§ What you are asked to do: Gather every line of the entries below that contains the word "white".

§ Entries provided:
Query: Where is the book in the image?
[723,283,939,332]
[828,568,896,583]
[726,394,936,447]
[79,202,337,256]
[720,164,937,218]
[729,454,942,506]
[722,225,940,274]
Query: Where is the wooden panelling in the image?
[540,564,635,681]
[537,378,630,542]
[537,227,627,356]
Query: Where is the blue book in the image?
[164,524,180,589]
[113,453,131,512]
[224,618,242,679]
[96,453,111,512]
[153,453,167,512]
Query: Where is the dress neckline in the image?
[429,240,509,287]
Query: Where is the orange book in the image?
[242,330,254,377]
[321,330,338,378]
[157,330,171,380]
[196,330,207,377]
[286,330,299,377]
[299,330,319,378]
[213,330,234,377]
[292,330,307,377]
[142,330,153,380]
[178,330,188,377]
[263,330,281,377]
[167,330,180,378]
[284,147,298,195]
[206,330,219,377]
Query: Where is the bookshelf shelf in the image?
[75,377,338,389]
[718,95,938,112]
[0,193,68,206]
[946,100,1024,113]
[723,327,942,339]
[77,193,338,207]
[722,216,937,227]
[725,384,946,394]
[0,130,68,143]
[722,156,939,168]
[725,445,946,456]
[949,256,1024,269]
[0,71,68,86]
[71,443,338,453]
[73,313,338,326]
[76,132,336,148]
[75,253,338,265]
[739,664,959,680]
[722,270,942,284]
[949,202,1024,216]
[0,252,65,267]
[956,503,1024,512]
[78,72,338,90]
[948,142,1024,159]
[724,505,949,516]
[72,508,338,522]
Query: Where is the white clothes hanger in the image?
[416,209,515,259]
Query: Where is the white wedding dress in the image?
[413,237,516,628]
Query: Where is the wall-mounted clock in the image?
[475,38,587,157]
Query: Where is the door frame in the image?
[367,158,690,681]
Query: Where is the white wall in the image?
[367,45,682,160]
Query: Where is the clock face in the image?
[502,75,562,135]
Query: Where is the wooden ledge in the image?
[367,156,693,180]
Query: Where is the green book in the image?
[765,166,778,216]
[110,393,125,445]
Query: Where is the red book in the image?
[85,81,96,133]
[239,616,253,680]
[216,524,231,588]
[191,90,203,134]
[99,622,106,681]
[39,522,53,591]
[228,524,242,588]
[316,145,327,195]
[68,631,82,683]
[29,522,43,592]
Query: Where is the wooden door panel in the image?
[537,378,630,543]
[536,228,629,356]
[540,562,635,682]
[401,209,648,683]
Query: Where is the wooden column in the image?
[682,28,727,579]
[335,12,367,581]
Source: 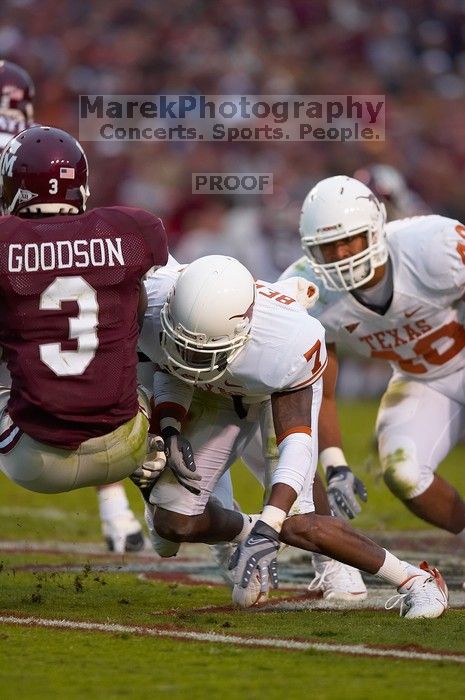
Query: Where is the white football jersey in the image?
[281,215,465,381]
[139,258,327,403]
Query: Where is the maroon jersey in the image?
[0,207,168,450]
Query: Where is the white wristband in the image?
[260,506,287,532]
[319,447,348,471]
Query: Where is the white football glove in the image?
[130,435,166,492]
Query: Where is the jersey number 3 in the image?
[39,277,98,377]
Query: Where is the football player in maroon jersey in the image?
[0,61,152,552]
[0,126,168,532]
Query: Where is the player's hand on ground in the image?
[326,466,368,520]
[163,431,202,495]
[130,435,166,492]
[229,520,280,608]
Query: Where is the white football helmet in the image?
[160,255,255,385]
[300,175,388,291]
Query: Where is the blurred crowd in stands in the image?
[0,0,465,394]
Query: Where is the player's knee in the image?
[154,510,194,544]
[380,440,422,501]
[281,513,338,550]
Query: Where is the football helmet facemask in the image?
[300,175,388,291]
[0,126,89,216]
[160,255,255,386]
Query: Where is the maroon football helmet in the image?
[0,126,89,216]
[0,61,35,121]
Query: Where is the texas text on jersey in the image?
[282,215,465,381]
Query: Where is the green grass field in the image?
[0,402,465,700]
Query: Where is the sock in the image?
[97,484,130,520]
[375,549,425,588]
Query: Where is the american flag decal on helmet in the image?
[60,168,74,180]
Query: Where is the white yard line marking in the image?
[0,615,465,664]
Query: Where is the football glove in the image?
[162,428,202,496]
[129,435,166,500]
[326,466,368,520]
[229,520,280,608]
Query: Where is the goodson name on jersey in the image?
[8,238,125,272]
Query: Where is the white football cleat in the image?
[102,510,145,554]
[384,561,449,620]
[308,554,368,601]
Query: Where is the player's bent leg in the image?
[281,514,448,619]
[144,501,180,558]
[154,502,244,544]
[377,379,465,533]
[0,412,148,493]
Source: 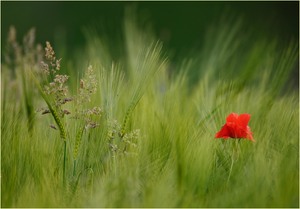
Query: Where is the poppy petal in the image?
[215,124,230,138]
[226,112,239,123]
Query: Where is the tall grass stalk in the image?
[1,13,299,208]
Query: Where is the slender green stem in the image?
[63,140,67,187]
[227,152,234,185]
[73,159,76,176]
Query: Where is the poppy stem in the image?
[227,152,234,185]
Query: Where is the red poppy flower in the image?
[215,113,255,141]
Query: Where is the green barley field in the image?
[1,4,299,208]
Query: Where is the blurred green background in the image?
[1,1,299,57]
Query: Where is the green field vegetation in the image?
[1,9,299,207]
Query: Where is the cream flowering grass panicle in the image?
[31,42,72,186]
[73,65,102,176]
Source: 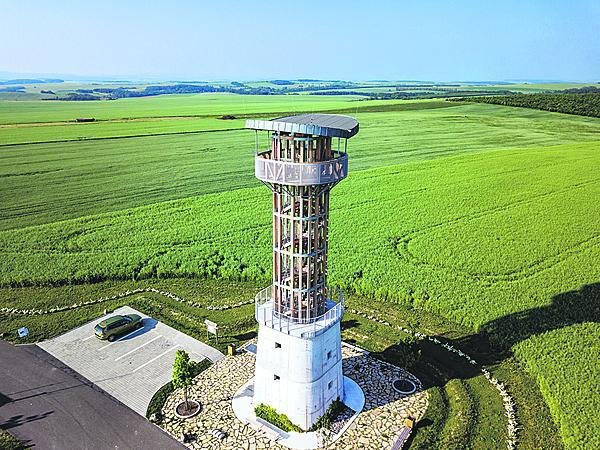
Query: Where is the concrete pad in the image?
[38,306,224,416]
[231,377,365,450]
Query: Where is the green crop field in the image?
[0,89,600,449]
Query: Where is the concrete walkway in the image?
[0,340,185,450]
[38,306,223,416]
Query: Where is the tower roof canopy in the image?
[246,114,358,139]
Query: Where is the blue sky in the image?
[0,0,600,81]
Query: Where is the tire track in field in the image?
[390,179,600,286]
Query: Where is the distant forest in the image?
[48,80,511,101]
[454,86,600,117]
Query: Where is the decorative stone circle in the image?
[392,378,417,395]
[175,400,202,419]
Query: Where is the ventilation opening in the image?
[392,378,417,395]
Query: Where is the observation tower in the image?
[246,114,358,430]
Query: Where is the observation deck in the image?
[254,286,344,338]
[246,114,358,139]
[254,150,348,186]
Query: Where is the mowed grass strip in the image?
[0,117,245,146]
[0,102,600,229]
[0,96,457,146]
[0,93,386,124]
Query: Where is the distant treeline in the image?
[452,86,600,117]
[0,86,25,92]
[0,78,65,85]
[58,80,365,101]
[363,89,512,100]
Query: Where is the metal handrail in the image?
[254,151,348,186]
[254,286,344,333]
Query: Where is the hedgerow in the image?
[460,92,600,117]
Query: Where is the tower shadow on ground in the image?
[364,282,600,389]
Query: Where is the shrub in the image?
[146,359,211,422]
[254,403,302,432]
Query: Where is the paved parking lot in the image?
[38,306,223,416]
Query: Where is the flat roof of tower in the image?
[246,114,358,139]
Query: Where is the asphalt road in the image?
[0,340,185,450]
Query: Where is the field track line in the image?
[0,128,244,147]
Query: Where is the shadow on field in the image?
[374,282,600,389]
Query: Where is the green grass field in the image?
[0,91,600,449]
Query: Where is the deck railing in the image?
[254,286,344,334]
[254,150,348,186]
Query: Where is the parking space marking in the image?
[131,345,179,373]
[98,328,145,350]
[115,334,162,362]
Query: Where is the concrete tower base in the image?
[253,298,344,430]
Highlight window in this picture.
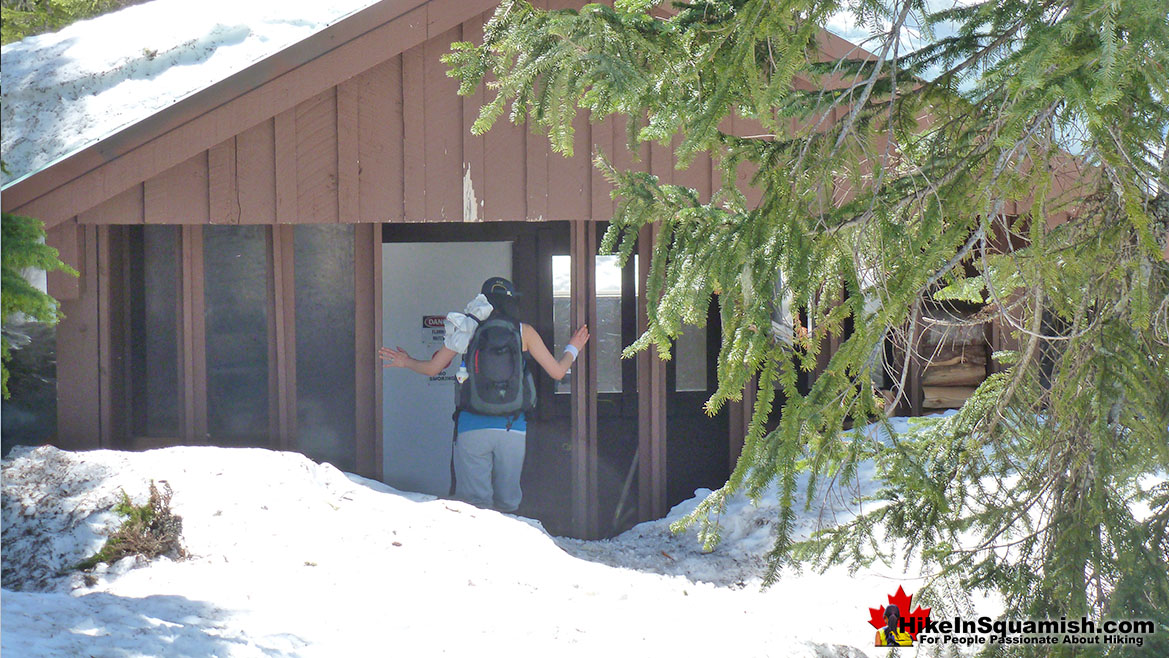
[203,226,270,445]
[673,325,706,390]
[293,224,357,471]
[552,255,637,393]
==
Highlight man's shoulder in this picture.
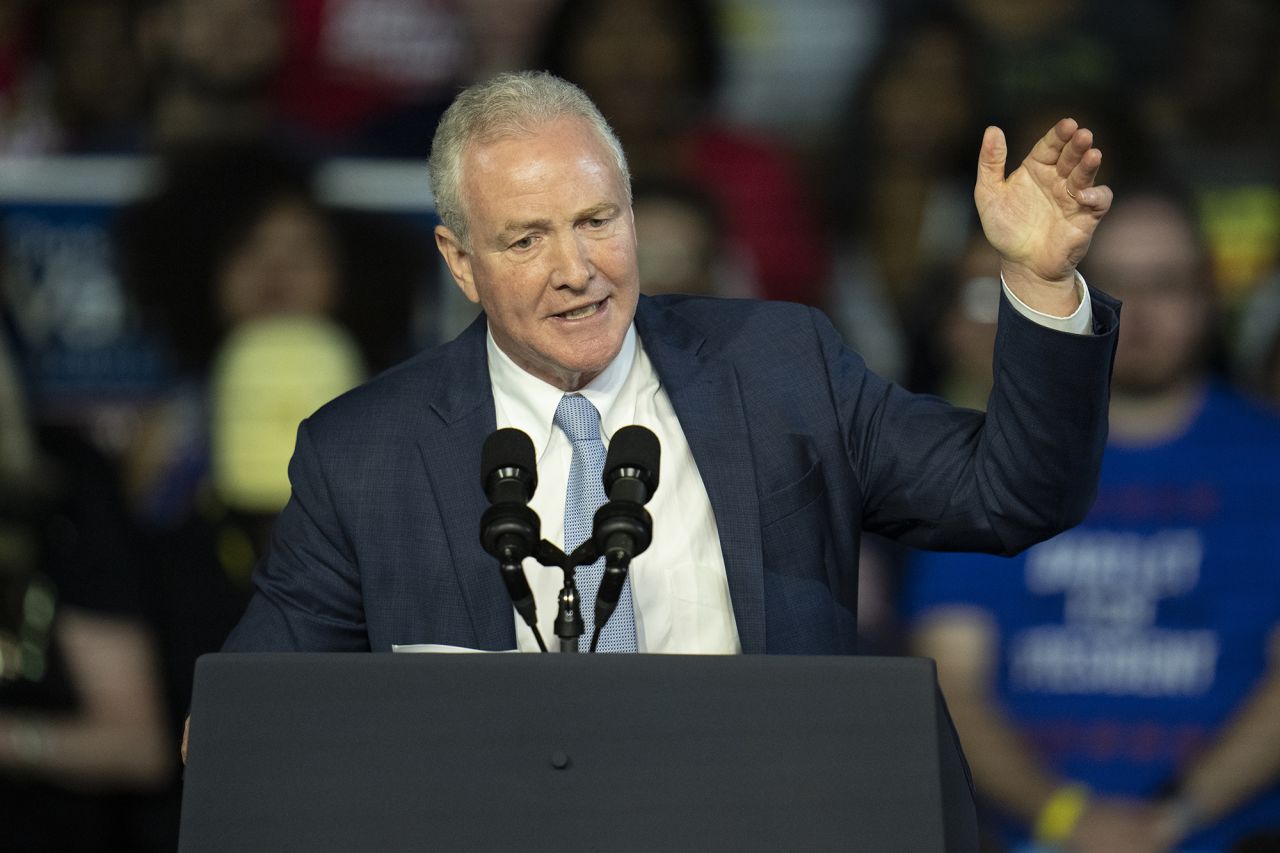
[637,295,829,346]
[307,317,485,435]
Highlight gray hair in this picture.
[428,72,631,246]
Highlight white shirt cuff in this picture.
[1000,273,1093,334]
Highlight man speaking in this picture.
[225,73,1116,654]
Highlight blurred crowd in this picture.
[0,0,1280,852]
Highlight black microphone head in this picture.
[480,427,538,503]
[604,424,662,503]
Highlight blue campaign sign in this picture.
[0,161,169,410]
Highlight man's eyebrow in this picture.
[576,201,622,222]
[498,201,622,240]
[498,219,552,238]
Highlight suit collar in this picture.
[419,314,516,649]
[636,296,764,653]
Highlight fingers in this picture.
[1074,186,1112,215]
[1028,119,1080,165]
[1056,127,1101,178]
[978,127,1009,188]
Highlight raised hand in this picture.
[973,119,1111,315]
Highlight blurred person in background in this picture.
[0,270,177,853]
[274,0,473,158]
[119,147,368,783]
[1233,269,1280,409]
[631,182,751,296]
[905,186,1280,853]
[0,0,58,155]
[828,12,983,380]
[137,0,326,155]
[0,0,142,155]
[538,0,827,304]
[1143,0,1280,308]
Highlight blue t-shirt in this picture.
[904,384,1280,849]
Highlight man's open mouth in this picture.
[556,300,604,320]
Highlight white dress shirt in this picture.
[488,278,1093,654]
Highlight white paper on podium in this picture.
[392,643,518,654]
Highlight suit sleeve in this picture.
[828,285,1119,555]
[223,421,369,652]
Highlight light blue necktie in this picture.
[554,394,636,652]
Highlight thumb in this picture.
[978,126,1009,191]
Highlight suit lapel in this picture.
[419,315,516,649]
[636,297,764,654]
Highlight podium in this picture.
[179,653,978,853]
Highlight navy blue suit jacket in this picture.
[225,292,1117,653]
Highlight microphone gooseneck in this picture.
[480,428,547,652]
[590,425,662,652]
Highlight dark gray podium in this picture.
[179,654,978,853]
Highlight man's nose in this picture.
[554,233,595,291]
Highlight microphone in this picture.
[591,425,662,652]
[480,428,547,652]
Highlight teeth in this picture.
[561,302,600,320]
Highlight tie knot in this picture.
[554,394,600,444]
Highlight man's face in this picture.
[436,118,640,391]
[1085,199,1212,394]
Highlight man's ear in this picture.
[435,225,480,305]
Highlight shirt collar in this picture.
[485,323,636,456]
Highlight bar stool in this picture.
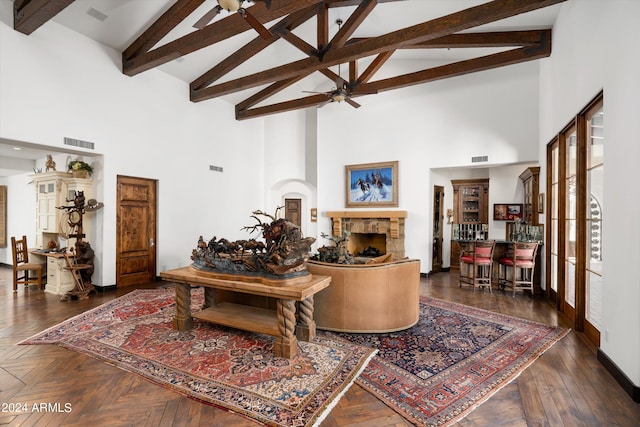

§ Answer to this task:
Query: Where is the white clothes hanger in the image?
Query: Where is the white wedding dress in the image?
Query: Where is the white wall in the image?
Query: Where is the white football jersey in the image?
Query: Where is the white wristband in the image?
Query: Where is the white football glove in the image?
Query: Where is the white football helmet in the image?
Query: Where is the white yard line marking in the image?
Query: Where is the white football cleat in the image?
Highlight white shirt cuff in this picture.
Highlight white dress shirt in this picture.
Highlight white paper on podium in this picture.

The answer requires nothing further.